## The input
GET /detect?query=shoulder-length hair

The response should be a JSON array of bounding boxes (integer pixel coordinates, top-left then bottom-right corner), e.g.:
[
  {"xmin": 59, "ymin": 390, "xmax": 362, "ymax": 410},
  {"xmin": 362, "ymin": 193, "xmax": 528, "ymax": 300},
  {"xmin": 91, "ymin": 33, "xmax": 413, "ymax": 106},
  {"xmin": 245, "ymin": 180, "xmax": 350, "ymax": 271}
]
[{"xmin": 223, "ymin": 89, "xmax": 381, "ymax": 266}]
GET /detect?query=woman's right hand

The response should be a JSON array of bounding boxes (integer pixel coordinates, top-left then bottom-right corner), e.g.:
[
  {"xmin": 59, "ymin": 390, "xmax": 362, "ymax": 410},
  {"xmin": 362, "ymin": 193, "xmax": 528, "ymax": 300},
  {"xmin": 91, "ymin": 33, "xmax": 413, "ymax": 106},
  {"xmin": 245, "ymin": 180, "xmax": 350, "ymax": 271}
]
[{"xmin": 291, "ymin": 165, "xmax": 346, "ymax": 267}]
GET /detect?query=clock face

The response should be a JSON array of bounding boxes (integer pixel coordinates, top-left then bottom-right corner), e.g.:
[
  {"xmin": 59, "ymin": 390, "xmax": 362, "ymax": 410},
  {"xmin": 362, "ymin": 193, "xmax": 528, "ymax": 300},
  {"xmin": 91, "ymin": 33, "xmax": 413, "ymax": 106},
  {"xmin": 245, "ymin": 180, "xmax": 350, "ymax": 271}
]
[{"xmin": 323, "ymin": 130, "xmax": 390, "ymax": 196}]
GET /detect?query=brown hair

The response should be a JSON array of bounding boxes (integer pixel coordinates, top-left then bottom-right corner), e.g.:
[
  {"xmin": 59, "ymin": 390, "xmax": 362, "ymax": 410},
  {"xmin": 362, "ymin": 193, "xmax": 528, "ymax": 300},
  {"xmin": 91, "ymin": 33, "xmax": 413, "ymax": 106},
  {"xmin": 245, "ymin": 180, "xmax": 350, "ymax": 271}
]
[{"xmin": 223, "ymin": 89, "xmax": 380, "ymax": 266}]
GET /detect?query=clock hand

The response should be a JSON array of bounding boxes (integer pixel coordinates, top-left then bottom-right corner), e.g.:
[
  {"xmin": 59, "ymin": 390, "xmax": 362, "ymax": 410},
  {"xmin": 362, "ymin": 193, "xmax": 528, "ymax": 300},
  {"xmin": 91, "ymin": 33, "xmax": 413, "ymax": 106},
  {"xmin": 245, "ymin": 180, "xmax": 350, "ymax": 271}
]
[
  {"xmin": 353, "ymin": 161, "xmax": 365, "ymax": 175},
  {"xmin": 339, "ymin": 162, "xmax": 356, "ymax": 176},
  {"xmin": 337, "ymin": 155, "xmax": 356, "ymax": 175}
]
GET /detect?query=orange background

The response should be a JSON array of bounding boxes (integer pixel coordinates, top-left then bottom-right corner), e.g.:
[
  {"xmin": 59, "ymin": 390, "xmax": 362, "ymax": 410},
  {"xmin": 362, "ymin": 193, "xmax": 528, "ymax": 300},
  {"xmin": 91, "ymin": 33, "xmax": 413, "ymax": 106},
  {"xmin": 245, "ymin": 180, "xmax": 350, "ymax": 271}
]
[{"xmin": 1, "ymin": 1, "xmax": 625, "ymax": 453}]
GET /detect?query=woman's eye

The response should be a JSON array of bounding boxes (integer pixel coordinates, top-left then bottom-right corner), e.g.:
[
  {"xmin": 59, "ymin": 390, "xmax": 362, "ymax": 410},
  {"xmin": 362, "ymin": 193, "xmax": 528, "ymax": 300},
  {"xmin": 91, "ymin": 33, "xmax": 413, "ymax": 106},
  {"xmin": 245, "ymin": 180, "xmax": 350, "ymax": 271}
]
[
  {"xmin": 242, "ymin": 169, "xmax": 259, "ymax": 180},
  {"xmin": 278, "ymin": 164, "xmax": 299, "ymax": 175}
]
==
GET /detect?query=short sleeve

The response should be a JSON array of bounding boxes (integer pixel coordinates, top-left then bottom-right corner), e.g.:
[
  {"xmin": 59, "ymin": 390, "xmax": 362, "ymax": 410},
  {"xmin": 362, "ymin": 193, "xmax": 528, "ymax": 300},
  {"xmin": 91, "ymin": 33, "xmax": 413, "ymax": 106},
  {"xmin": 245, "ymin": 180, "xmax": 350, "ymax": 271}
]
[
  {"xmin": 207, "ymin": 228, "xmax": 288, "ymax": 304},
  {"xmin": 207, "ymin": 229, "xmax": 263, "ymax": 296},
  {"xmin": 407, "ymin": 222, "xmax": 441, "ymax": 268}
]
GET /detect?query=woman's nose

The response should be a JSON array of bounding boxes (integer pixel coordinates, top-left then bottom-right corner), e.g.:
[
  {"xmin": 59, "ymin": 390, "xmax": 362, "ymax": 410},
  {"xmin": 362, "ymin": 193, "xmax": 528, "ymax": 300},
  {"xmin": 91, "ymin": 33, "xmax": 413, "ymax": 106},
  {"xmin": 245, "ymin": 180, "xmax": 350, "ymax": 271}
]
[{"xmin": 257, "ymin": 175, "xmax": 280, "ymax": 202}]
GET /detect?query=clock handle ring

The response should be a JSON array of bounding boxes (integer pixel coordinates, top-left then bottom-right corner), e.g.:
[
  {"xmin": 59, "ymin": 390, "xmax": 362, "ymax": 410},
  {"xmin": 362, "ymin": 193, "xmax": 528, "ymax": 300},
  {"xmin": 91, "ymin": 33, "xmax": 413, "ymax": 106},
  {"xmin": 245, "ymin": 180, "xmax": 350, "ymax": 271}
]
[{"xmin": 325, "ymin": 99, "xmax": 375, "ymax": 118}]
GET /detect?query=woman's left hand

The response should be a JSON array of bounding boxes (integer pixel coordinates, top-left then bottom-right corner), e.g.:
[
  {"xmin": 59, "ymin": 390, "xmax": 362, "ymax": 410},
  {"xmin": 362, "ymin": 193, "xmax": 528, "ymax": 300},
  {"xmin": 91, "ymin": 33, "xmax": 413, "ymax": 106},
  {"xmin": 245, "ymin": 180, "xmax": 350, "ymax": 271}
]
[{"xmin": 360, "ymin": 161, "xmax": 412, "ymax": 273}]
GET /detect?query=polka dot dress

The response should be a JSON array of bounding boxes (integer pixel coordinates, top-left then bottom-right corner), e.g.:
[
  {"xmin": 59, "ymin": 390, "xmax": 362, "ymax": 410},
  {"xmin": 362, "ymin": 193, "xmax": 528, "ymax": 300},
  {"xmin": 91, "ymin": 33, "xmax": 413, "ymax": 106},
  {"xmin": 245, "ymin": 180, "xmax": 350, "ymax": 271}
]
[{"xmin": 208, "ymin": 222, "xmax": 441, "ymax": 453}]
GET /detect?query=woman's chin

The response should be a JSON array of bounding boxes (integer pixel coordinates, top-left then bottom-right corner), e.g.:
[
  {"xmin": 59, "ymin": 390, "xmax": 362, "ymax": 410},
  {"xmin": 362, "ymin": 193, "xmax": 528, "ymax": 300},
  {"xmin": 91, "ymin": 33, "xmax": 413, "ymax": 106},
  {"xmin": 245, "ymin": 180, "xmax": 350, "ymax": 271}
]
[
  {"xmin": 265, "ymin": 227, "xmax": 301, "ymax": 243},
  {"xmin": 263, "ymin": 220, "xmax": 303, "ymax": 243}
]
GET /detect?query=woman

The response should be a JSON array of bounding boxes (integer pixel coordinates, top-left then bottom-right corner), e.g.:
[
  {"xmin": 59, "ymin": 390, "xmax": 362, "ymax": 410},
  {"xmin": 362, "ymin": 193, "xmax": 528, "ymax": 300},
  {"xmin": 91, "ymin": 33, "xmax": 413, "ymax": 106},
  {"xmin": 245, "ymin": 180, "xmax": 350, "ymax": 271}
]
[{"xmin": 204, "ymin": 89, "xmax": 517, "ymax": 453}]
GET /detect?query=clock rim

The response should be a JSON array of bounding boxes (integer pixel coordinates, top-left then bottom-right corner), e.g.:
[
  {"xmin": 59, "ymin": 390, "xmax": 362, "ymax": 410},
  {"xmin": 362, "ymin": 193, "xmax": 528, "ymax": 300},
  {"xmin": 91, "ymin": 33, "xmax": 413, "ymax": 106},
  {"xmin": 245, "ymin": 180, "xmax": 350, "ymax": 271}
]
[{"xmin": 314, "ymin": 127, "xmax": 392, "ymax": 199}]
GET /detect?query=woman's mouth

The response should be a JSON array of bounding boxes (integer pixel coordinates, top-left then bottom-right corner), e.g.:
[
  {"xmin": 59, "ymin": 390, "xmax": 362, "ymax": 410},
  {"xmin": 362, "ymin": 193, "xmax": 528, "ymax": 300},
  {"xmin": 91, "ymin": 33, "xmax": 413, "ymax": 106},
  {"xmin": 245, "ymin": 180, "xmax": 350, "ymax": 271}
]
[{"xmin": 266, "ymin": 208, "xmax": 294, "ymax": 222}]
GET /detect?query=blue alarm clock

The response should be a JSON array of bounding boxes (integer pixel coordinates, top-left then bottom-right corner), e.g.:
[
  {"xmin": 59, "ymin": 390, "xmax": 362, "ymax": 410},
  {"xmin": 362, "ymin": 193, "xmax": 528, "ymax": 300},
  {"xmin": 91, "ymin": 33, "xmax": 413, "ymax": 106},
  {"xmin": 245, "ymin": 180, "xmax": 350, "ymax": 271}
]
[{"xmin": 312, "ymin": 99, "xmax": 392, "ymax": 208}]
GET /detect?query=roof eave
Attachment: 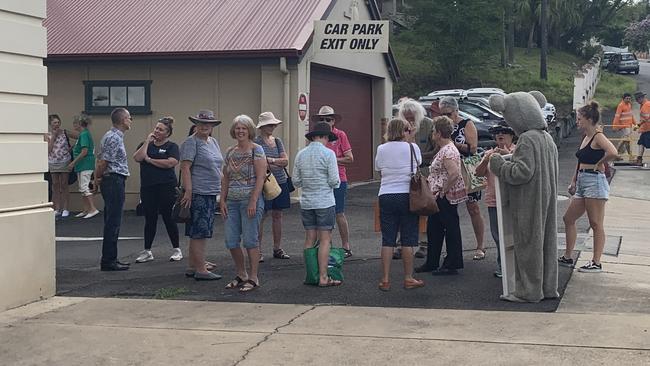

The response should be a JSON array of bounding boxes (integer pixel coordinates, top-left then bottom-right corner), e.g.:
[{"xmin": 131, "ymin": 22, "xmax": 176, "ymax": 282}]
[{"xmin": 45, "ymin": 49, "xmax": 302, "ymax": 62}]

## The task
Check each line above for the word "hair" and copy the ones that have it.

## Reply to the exercise
GET /detect?query=shoulder-length hair
GET /detect?query=brown hair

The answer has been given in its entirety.